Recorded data
______________________________

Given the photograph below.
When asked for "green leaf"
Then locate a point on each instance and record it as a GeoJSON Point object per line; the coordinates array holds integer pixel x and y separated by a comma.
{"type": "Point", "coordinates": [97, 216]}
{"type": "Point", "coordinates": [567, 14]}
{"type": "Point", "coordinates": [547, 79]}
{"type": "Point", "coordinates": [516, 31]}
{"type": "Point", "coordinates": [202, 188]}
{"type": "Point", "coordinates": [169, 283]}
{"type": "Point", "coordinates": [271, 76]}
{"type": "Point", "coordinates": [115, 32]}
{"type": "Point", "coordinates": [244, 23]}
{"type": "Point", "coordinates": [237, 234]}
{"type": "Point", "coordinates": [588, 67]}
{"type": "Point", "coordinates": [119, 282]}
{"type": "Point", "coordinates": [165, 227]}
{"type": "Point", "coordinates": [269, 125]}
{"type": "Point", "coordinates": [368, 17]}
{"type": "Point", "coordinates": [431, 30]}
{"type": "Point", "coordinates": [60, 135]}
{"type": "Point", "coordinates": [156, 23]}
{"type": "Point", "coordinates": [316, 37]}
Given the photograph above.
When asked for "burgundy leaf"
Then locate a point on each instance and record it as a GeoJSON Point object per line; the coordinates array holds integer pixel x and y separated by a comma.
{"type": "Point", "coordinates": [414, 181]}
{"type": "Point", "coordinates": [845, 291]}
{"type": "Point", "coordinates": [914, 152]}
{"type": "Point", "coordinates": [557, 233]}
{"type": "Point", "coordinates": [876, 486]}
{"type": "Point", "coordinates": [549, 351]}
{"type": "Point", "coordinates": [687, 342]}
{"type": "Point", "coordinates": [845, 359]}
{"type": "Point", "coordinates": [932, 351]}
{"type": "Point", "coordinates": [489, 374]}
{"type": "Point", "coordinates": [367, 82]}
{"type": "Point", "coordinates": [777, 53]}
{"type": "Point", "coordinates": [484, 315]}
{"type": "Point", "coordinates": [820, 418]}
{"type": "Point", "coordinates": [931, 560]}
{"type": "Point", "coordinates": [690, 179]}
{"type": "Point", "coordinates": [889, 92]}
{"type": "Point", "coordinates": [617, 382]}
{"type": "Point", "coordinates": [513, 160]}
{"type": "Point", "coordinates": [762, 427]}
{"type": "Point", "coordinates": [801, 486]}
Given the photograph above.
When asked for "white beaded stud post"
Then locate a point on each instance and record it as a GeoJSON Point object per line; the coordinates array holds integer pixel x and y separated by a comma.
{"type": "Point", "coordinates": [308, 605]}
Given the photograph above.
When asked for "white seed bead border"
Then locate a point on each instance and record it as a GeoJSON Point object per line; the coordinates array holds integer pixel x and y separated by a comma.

______________________________

#### Aim of the task:
Can you pull out every line of the material that contains the string "white"?

#### Written response:
When asked for "white beaded stud post"
When asked for "white seed bead border"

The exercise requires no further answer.